PROMPT – The listing below should be copied in full, word for word.

Point annotation records
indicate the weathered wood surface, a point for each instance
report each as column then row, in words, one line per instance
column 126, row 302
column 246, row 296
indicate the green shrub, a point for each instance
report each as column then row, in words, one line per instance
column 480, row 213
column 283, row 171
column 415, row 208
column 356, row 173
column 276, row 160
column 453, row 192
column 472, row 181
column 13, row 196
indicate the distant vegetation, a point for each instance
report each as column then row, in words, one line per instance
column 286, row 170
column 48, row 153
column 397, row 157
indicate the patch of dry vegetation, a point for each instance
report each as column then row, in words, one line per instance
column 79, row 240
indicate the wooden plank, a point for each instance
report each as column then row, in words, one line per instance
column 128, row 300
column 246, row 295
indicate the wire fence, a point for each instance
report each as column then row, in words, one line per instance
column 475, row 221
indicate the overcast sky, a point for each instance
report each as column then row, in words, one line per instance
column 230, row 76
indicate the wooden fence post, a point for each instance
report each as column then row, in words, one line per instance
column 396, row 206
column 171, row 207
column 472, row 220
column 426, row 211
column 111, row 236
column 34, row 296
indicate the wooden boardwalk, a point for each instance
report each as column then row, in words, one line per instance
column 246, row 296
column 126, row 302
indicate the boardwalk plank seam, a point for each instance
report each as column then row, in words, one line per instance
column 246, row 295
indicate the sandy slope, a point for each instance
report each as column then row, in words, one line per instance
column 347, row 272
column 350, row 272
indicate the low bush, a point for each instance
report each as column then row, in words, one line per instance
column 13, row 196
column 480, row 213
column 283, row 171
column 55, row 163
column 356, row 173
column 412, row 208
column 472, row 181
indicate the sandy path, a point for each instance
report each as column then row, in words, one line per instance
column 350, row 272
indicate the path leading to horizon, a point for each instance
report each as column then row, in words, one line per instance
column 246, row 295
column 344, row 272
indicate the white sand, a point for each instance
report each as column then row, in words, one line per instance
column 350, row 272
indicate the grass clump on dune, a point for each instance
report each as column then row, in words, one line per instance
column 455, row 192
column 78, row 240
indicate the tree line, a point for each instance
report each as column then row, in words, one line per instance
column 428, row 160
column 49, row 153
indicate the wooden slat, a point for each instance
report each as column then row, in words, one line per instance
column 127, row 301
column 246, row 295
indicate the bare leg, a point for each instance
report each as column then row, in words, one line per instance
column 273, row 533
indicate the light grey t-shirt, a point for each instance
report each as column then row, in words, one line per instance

ANSWER TO THIS TASK –
indicate the weathered wood surface, a point for each instance
report each as column then row, in words, one line per instance
column 126, row 302
column 246, row 296
indicate the green shrub, a point for each instance
report each as column then row, in words, one line per instance
column 480, row 213
column 283, row 171
column 415, row 208
column 356, row 173
column 276, row 160
column 453, row 192
column 472, row 181
column 13, row 196
indicate the distant vegetation, a point for each instance
report each as column then row, in words, one line per instance
column 286, row 170
column 48, row 153
column 397, row 157
indicate the patch of dry vegetation, a point for each instance
report each as column then row, in words, one line per instance
column 79, row 240
indicate the wooden plank, a point for each instance
report each as column then row, in words, one line per instance
column 128, row 300
column 246, row 295
indicate the wire fence, a point for each instance
report each as column then row, in words, one line per instance
column 475, row 221
indicate the overcast sky, a point for each instance
report each as column then row, in words, one line per instance
column 230, row 76
indicate the wooden fence post, a point for each instance
report each as column then row, in words, one line per instance
column 396, row 206
column 171, row 207
column 472, row 220
column 426, row 211
column 111, row 236
column 34, row 296
indicate the wooden boardwalk, a point for each instance
report each as column then row, in words, one line per instance
column 246, row 296
column 126, row 302
indicate the boardwalk plank seam, a point for each instance
report each as column then row, in words, one line per instance
column 246, row 295
indicate the sandy slope, a point for each instance
report each as column then row, in words, one line per instance
column 347, row 272
column 350, row 272
indicate the low bush, a point for each instance
report each as column then row, in words, one line per instance
column 13, row 196
column 480, row 213
column 283, row 171
column 55, row 163
column 356, row 173
column 412, row 208
column 472, row 181
indicate the sandy path, a point for each instance
report each as column then row, in words, one line per instance
column 350, row 272
indicate the path leading to horizon, a point for each instance
report each as column then row, in words, one line per instance
column 246, row 295
column 344, row 272
indicate the white sand, a point for each instance
report each as column then row, in words, one line per instance
column 350, row 272
indicate the grass clump on dune, a point for each instance
report each as column then row, in words, one line per instance
column 455, row 192
column 78, row 240
indicate the tree line, a point for each instance
report each as column then row, in words, one line per instance
column 428, row 160
column 49, row 153
indicate the wooden slat, a point for each instance
report each as column then row, in words, one line per instance
column 127, row 301
column 246, row 295
indicate the bare leg, a point for each instance
report each as column then row, in words, one line per instance
column 273, row 533
indicate the light grey t-shirt, a point for each instance
report each as column then row, in words, one line per instance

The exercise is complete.